> _Records of labeled boxes_
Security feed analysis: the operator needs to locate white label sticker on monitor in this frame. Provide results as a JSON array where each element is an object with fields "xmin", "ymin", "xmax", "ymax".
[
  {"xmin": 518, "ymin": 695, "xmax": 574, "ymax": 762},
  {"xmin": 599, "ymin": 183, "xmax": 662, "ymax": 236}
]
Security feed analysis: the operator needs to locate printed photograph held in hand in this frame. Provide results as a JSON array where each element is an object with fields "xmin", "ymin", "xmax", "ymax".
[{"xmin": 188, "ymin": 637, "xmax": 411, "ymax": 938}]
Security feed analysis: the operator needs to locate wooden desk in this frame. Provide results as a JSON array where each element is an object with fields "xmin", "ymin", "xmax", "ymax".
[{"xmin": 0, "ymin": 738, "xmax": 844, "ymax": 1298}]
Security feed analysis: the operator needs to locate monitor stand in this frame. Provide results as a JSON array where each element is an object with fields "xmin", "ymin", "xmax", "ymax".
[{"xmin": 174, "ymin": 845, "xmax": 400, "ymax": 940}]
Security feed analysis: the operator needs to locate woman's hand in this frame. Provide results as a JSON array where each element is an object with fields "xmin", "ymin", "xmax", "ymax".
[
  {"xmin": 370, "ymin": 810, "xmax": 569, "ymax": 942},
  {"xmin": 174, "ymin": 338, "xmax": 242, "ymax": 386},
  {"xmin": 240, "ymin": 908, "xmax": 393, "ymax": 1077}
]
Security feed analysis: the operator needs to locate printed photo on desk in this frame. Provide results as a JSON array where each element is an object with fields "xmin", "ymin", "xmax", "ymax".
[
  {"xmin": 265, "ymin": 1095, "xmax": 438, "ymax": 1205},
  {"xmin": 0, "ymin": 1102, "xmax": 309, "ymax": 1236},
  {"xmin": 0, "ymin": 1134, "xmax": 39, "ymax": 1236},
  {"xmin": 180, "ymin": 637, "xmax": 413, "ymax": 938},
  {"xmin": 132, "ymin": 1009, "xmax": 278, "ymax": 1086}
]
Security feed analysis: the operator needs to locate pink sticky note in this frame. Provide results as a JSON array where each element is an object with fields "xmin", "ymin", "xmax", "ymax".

> _TASK DESCRIPTION_
Tally the lines in the listing above that contain the string "desk", taking case into account, and reply with the number only.

> _OUTPUT FOR THIS EXERCISE_
2